• [PROVIDED INFORMATION]
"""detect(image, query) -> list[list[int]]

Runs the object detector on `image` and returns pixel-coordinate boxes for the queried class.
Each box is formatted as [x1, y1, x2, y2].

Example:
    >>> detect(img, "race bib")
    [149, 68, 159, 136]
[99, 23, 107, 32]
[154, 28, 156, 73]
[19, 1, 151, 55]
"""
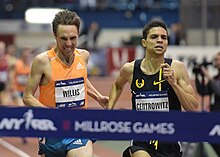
[135, 91, 169, 111]
[55, 77, 85, 108]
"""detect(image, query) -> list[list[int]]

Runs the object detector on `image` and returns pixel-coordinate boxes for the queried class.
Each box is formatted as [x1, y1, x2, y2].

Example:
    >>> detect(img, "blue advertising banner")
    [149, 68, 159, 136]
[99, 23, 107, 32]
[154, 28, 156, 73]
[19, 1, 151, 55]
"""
[0, 107, 220, 143]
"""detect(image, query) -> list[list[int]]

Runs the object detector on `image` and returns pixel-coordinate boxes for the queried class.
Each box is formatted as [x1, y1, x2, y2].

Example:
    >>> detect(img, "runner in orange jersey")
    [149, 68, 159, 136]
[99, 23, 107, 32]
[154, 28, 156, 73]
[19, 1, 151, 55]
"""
[23, 9, 108, 157]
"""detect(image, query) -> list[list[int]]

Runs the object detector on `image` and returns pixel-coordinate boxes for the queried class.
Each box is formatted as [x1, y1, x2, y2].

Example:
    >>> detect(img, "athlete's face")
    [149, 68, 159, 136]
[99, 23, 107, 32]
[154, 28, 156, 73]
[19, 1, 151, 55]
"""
[142, 27, 168, 55]
[55, 25, 78, 55]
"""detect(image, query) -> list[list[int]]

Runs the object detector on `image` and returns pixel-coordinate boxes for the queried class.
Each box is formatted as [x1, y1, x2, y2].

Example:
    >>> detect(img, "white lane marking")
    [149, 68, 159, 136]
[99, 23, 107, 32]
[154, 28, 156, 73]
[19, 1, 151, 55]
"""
[0, 138, 31, 157]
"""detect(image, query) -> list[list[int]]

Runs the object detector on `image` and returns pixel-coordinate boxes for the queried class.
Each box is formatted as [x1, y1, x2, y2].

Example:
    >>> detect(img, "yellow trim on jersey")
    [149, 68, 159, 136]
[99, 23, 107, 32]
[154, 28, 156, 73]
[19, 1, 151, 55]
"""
[159, 68, 163, 91]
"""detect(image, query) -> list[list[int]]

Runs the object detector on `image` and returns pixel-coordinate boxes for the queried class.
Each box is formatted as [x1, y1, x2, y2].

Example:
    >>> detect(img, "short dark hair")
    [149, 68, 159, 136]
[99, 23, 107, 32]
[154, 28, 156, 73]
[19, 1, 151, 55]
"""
[52, 9, 81, 35]
[142, 20, 168, 39]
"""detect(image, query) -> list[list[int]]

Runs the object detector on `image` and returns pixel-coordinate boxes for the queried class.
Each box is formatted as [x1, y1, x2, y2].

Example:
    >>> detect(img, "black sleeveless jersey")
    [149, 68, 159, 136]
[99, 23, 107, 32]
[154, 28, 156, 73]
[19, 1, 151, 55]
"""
[131, 58, 181, 111]
[130, 58, 182, 157]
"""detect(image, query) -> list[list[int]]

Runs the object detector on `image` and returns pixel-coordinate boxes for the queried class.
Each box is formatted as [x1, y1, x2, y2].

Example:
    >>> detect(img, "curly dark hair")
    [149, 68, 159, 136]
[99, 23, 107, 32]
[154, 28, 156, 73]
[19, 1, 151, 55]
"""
[143, 19, 168, 39]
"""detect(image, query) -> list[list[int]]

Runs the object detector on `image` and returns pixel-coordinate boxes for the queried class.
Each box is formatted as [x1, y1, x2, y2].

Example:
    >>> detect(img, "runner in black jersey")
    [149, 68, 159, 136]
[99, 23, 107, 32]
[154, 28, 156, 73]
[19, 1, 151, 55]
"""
[107, 20, 198, 157]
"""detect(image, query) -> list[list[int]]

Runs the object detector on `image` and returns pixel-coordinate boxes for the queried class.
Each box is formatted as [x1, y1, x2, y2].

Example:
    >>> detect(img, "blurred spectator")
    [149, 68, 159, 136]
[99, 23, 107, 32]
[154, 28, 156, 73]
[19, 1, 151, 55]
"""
[83, 21, 101, 50]
[6, 44, 18, 69]
[11, 47, 32, 106]
[137, 0, 154, 9]
[96, 0, 108, 10]
[0, 41, 9, 105]
[79, 0, 97, 10]
[168, 23, 181, 45]
[195, 52, 220, 156]
[11, 47, 33, 145]
[168, 22, 186, 45]
[6, 44, 18, 94]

• [WHAT THE EXERCISE ASKS]
Return every line of the entries above that the string "jersey" appears in.

• [WRITTEN ANSWER]
    >>> detect(img, "runner in orange jersey")
    >>> detect(img, "yellow trim on jersey")
    >>> detect(img, "black sleeveless jersey")
    >>> detect(img, "runner in black jersey")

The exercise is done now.